Matrix \(\varvec{T}\) is the transformation matrix that converts real-valued double-differenced ambiguities from the IFPB-constrained model to the integer-valued ambiguities of the calibration-free model. It plays a similar role as the decorrelation transformation of LAMBDA, although it is not an admissible ambiguity transformation since it is not invertible (Teunissen 1995). This is because it is possible to go from the IFPB-constrained model to the calibration-free model, but not the opposite since the transformation cancels IFPBs which cannot be recovered. This is directly analogous to the double-differenced observation transformation that cancels the station and satellite clock parameters.

(Entries for locating named things)

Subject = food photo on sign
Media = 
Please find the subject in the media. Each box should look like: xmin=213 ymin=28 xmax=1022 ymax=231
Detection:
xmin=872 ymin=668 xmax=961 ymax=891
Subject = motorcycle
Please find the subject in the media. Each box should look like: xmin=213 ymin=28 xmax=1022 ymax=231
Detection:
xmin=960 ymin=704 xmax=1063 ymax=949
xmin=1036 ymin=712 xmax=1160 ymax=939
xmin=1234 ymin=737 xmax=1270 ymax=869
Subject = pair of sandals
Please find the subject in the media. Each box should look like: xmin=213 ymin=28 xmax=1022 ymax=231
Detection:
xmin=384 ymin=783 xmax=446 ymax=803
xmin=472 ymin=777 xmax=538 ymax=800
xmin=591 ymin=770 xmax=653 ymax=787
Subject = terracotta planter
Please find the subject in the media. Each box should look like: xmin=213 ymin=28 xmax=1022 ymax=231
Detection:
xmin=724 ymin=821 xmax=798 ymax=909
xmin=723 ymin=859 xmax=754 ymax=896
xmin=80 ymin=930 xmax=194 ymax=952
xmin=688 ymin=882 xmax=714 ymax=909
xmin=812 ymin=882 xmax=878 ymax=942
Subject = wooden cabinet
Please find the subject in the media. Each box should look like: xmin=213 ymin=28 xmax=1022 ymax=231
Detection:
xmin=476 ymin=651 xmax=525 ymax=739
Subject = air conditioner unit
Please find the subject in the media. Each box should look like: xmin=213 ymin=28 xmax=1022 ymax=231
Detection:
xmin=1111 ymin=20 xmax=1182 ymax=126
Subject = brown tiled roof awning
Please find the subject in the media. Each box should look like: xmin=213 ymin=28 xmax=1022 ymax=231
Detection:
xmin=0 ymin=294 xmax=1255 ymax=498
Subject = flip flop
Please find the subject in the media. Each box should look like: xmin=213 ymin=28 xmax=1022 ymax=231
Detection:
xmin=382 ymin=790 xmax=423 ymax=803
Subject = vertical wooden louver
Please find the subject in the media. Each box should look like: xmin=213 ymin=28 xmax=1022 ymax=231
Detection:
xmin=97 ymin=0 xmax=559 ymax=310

#### Instruction 1:
Using the passage on the transformation matrix, explain in one to three sentences why matrix T is not an admissible ambiguity transformation.
#### Instruction 2:
Carry on the passage about the transformation matrix T from its last sentence.
Nothing here requires the lines.

#### Response 1:
Matrix T is not admissible because it is not invertible. One can go from the IFPB-constrained model to the calibration-free model but not back, since the transformation cancels IFPBs, which cannot be recovered.

#### Response 2:
Since the ambiguity covariance matrix contains the correlation information associated with the uncertainty of the IFPB parameter, the decorrelation procedure of LAMBDA typically forms IFPB-canceling linear combinations. However, since only \(n - 1\) independent bias-free ambiguities can be formed, partial ambiguity resolution should be performed when the uncertainty on the IFPB parameter is large.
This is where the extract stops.